[Given request]: List every line of the data below that contains the string "ford".

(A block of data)

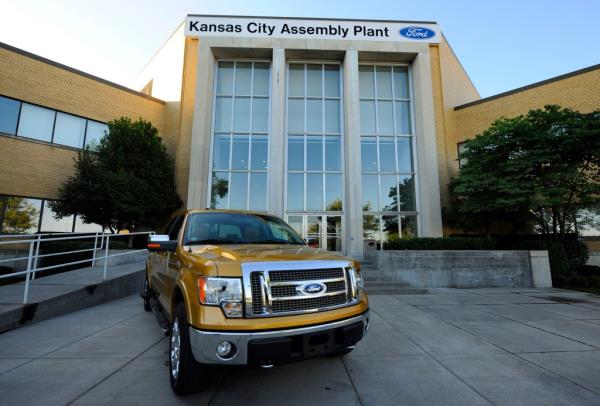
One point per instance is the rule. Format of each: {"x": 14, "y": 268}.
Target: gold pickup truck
{"x": 241, "y": 288}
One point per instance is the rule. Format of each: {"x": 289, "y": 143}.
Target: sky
{"x": 502, "y": 44}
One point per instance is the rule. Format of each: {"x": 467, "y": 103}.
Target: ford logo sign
{"x": 313, "y": 288}
{"x": 415, "y": 32}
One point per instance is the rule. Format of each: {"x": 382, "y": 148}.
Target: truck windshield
{"x": 238, "y": 228}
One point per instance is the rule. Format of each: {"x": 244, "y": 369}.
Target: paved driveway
{"x": 449, "y": 347}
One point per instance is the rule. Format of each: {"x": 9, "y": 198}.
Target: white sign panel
{"x": 213, "y": 26}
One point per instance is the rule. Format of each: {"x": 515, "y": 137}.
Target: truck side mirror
{"x": 161, "y": 243}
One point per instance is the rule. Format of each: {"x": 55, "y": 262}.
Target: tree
{"x": 127, "y": 183}
{"x": 541, "y": 167}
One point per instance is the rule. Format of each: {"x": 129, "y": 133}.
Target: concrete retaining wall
{"x": 465, "y": 269}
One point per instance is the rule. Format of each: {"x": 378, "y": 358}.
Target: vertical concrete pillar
{"x": 428, "y": 185}
{"x": 353, "y": 180}
{"x": 277, "y": 134}
{"x": 201, "y": 130}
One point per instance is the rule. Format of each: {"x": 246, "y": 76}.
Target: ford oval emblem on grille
{"x": 313, "y": 288}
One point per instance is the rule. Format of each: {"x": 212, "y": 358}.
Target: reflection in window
{"x": 240, "y": 136}
{"x": 19, "y": 215}
{"x": 386, "y": 153}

[Task result]:
Target: ford logo sign
Target: ford oval emblem on grille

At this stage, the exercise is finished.